= Work to complete =
Please edit the text on El Salvador's legal aid agency by rewriting the part from "Making matters worse, El" to "the United States." with "aggressive" changed to "assertive".

That was one of the first questions reporters lobbed at Miguel Angel Cardoza Ayala as he left El Salvador’s National Assembly building in 1996, having just been named head of a large government agency.

 Miguel Angel Cardoza: "The citizens are our clients"

During confirmation hearings in the assembly, Cardoza had pledged to modernize an agency called the Procuraduría General de la República, which was then besieged with accusations of incompetence and inefficiency. “People just assumed that ‘modernizing’ meant layoffs,” recalled Cardoza, an attorney and labor law specialist.

As it turned out, Cardoza found that he would need every one of the agency’s 700 employees, plus several hundred more. Unlike similarly named bodies in other Latin American countries, which function as public prosecutors or attorney generals, the Procuraduría in El Salvador provides legal assistance to low-income people in matters relating to family, labor, civil and criminal law. But until recently, El Salvador’s judicial system granted few real powers to public defenders, meaning that the Procuraduría was largely limited to handling administrative matters such as child-support payments. “We weren’t even doing that part well,” said Cardoza. Indeed, the agency was so slow in resolving delinquent child-support cases that a group of frustrated mothers had formed a pressure group, known as the Association of Mothers with Demands, to lobby for improvements.

Making matters worse, El Salvador was in the midst of an ambitious process of judicial reform. New family and penal codes gave broad powers and responsibilities to defendants’ attorneys, who now must play an aggressive advocacy role in oral court proceedings similar to those used in the United States.

“We had all these new mandates, but we were still using old processes,” said Cardoza. Private attorneys and nongovernmental legal aid agencies were also beginning to compete with the Procuraduría. “Citizens are clients, and we realized that our survival as an institution would ultimately depend on how satisfied our clients were.”

Cardoza called meetings with young employees from each of the agency’s divisions and asked them to help define its future. The consensus was that the Procuraduría should completely “reengineer” its procedures to better carry out its new responsibilities. Using local counterpart funds from a judicial reform project financed by the IDB, Cardoza’s staff hired management consultants who recommended a radical restructuring. Hierarchies were flattened from eight management levels to three. Overlapping tasks were boiled down into five basic service processes. Dozens of subdivisions were abolished and replaced with multidisciplinary service teams that handle all of a client’s needs in one place, at one time. A training program was launched to teach staff members the intricacies of the new legal codes and how to participate in oral trials.

Dataset extracts labeled with boxes
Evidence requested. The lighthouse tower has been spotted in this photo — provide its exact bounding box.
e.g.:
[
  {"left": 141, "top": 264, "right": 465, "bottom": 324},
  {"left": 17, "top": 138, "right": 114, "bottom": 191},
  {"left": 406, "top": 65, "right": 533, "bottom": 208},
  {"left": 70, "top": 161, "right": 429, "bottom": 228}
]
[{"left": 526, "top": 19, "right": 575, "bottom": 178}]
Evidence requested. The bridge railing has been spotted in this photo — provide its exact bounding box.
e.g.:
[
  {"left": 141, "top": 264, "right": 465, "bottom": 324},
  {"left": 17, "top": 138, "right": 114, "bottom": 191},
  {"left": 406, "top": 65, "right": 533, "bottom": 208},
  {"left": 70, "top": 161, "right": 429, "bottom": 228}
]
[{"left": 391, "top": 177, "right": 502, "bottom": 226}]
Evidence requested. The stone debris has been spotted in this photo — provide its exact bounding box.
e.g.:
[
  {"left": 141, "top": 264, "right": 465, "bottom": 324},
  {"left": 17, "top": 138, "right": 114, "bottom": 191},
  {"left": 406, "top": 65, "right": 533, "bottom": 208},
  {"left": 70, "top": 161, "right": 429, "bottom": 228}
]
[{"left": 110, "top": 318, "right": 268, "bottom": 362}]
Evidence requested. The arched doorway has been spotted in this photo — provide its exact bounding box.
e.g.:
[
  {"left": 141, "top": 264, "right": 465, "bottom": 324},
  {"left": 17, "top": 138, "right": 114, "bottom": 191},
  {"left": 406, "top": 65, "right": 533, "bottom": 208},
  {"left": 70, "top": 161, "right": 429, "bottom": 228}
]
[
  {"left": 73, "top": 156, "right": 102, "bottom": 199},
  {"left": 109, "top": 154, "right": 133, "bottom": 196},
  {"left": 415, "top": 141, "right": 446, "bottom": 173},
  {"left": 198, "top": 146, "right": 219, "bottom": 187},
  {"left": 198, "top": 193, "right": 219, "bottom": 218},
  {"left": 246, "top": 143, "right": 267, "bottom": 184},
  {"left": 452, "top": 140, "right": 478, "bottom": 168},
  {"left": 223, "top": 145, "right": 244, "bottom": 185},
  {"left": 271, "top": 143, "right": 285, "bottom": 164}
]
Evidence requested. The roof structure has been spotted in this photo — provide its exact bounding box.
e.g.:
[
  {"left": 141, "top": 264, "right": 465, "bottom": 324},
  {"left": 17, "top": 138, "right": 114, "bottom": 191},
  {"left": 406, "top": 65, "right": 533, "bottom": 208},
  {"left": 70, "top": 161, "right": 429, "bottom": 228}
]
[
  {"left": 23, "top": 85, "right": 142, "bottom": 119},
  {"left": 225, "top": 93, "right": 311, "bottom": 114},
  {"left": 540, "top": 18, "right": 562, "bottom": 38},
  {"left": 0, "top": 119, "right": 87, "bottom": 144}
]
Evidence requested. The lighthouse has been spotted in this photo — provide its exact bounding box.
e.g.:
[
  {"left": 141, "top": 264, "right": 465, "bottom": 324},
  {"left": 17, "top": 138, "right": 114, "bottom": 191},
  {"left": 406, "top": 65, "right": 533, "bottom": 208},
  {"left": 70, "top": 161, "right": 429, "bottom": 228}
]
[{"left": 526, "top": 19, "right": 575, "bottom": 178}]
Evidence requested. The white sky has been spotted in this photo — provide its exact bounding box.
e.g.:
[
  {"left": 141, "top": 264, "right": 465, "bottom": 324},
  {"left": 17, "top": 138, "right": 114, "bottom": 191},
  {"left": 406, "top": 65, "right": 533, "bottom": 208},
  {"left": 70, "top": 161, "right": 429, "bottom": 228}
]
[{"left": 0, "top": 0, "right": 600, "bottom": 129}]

= Result below =
Making matters worse, El Salvador was in the midst of an ambitious process of judicial reform. New family and penal codes gave broad powers and responsibilities to defendants’ attorneys, who now must play an assertive advocacy role in oral court proceedings similar to those used in the United States.